━━ Extract provided ━━

Arwen completed a Bachelor of Fine Arts degree at the University of Auckland’s Elam School of Fine Arts, New Zealand in 1995. Since then she has worked full time as a graphic designer, married and become mother to three, while continuing to paint.
The Auckland West Coast beaches and Waitakere Ranges where she grew up, have always been a strong visual influence in her creative work, as well as the journey to and from Auckland city and her home, which has recently become the township of Helensville, Auckland.
Arwen’s work examines life and the environment; its borders and in-between places, changes of state – physical, ephemeral. These narratives are explored through the use of colour, texture and layering. The borderline nature of things ever-changing, are represented by layers made from deconstructed canvas, which are individually painted and reassembled – what was once flat and unmarked has been reformed into something else. The act of reforming it is deliberate, controlled, and yet subject to accident and surprise.

━━━

» Request 1
Condense the paragraph of the artist profile that begins "Arwen’s work examines life and the environment" into a short bulleted list that keeps its main facts.
» Request 2
Reproduce the part of the artist profile that begins at the words "Arwen completed a" and ends after "of Helensville, Auckland.".
Nothing in the listing is needed to work with the artist profile.

━━ Given data ━━

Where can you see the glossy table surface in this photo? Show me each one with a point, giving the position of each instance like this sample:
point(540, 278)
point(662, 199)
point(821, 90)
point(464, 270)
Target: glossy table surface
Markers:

━━━

» Correct result 1
- Subject: life and the environment, including its borders, in-between places, and physical and ephemeral changes of state.
- Means of exploring these narratives: color, texture and layering.
- Method: canvas is deconstructed, and the layers are painted individually and reassembled, so that what was flat and unmarked is reformed into something else.
- The reforming is deliberate and controlled, yet subject to accident and surprise.

» Correct result 2
Arwen completed a Bachelor of Fine Arts degree at the University of Auckland’s Elam School of Fine Arts, New Zealand in 1995. Since then she has worked full time as a graphic designer, married and become mother to three, while continuing to paint.
The Auckland West Coast beaches and Waitakere Ranges where she grew up, have always been a strong visual influence in her creative work, as well as the journey to and from Auckland city and her home, which has recently become the township of Helensville, Auckland.